- **Textauszug**
⁂
Dekonstruktion stereotyper Narrative 2

Interdisziplinäres Kooperationsprojekt »Dance with the Desert«

Anlässlich des 1700-jährigen Bestehens der jüdischen Gemeinschaft in Deutschland realisieren wir ein interdisziplinäres Kooperationsprojekt mit Student*innen der Hochschule Düsseldorf, der University of Europe Berlin und der Bezalel University of Art & Design in Jerusalem. Die Studient*innen kommen aus den Fachbereichen Kommunikationsdesign, Fotografie, Motion Design, Interaction Design, Illustration, Film und Game Design.

In Workshops tauschen sich Student*innen über deutsch – jüdische Geschichte aus, arbeiten gemeinsam an künstlerischen Projekten, organisieren und besuchen Veranstaltungen und Ausstellungen und lernen so zusammen die Vielfalt in Leben und Kultur des Judentums in Deutschland kennen.

Workshop FeldFünf Galerie Berlin

FeldFünf bezeichnet sich als Kulturplattform und kuratiert gemeinsam mit lokalen Akteur*innen und internationalen Kunst- und Kultuschaffenden* in den offenen Projekträumen den Dialog zwischen Kunst, Design und Alltag. Dort findet der erste Workshop statt, direkt gegenüber dem jüdischen Museum. Neben Werkstattgesprächen, Lecture – Performances, einem Open Air Kino und Video-Talks rund um den Ü-Wagen, werden auch die künstlerischen Projekte der Student*innen in einer Ausstellung gezeigt. Es geht darum gemeinsam einen hierarchiefreien Raum zu schaffen – zum Austausch von individuellen Lebenswelten, ohne Vornahmen und Vorurteile.
⁂
- **Die Aufgaben**
a – Drucken Sie aus dem Textauszug den Abschnitt von „Dekonstruktion stereotyper Narrative“ bis einschließlich „in Deutschland kennen.“ wortgetreu ab.
b – Beantworten Sie anhand des Textauszugs zu »Dance with the Desert« folgende Fragen:
(i) Aus welchem Anlass wird das Kooperationsprojekt realisiert?
(ii) Von welchen drei Hochschulen kommen die beteiligten Student*innen?
(iii) Gegenüber welchem Gebäude findet der erste Workshop statt?
Stützen Sie sich dabei ausschließlich auf den Textauszug.
⁂
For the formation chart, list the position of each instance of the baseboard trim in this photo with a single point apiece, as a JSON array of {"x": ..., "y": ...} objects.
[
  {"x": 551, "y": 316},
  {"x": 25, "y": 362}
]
⁂
- **Lösungen**
a –
Dekonstruktion stereotyper Narrative 2

Interdisziplinäres Kooperationsprojekt »Dance with the Desert«

Anlässlich des 1700-jährigen Bestehens der jüdischen Gemeinschaft in Deutschland realisieren wir ein interdisziplinäres Kooperationsprojekt mit Student*innen der Hochschule Düsseldorf, der University of Europe Berlin und der Bezalel University of Art & Design in Jerusalem. Die Studient*innen kommen aus den Fachbereichen Kommunikationsdesign, Fotografie, Motion Design, Interaction Design, Illustration, Film und Game Design.

In Workshops tauschen sich Student*innen über deutsch – jüdische Geschichte aus, arbeiten gemeinsam an künstlerischen Projekten, organisieren und besuchen Veranstaltungen und Ausstellungen und lernen so zusammen die Vielfalt in Leben und Kultur des Judentums in Deutschland kennen.

b –
(i) Anlass ist das 1700-jährige Bestehen der jüdischen Gemeinschaft in Deutschland.
(ii) Sie kommen von der Hochschule Düsseldorf, der University of Europe Berlin und der Bezalel University of Art & Design in Jerusalem.
(iii) Der erste Workshop findet direkt gegenüber dem jüdischen Museum statt.